## What this task involves
Write out the listing below word for word, keeping every line as it stands.
* Start Record list *
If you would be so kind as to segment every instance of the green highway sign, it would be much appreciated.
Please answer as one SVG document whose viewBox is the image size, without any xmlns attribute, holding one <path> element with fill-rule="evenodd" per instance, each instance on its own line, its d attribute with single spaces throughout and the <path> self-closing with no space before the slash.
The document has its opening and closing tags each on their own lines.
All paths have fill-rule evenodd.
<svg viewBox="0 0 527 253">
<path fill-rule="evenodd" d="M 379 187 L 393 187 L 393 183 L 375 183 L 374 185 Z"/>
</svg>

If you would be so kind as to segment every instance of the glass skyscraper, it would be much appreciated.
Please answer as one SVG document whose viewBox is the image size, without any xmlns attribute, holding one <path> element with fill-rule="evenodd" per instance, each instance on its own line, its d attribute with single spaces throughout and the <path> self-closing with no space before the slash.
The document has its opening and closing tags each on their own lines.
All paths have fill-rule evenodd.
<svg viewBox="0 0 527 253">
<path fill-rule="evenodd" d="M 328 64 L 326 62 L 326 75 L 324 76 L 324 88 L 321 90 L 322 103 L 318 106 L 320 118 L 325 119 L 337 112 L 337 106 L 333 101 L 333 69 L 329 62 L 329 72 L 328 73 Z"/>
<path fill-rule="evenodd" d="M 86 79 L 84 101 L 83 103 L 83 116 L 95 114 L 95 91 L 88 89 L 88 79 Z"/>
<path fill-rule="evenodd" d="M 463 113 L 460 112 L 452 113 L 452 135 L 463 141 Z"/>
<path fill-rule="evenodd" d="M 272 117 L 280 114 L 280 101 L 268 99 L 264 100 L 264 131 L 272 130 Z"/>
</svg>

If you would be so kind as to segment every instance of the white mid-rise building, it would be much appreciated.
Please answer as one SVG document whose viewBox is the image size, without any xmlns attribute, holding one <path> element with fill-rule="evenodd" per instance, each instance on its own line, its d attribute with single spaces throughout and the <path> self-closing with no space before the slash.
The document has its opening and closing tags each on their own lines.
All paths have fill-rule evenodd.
* End Record list *
## Reply to the exercise
If you would be so kind as to segment every instance of the green highway sign, it would be much appreciated.
Please answer as one SVG document whose viewBox is the image size, without any xmlns attribute, holding one <path> element with fill-rule="evenodd" per instance, each instance on its own line, its d attribute with single spaces throughout and the <path> self-closing with no space before the slash.
The document has its opening and closing tags each on their own lines.
All paths have fill-rule evenodd.
<svg viewBox="0 0 527 253">
<path fill-rule="evenodd" d="M 379 187 L 393 187 L 393 183 L 375 183 L 374 185 Z"/>
</svg>

If you would be so kind as to segment every instance of the glass skyscraper, it would be much appreciated.
Please answer as one SVG document whose viewBox is the image size, without any xmlns attribute, holding one <path> element with fill-rule="evenodd" per instance, each instance on its own line, its d attribute with single spaces throughout and the <path> self-closing with no space before the slash.
The document has its opening and closing tags each on their own lines.
All paths have fill-rule evenodd.
<svg viewBox="0 0 527 253">
<path fill-rule="evenodd" d="M 328 64 L 326 62 L 326 75 L 324 76 L 324 88 L 321 90 L 322 103 L 318 106 L 320 118 L 325 119 L 337 112 L 337 106 L 333 101 L 333 69 L 329 62 L 329 72 L 328 73 Z"/>
<path fill-rule="evenodd" d="M 86 79 L 84 101 L 83 103 L 83 116 L 95 114 L 95 91 L 88 89 L 88 79 Z"/>
<path fill-rule="evenodd" d="M 463 113 L 460 112 L 452 113 L 452 135 L 463 141 Z"/>
<path fill-rule="evenodd" d="M 272 117 L 280 114 L 280 101 L 268 99 L 264 100 L 264 131 L 272 130 Z"/>
</svg>

If you would be so kind as to segment every instance of the white mid-rise building, it would be much appreciated.
Please answer as one SVG document whose viewBox is the image size, without any xmlns attribute, holding one <path> element with fill-rule="evenodd" per instance, each instance on its own line, its d attribute with single spaces throughout and the <path> self-closing with no space before the slash.
The document has its opening and closing tags each on their own lines.
All paths have fill-rule evenodd.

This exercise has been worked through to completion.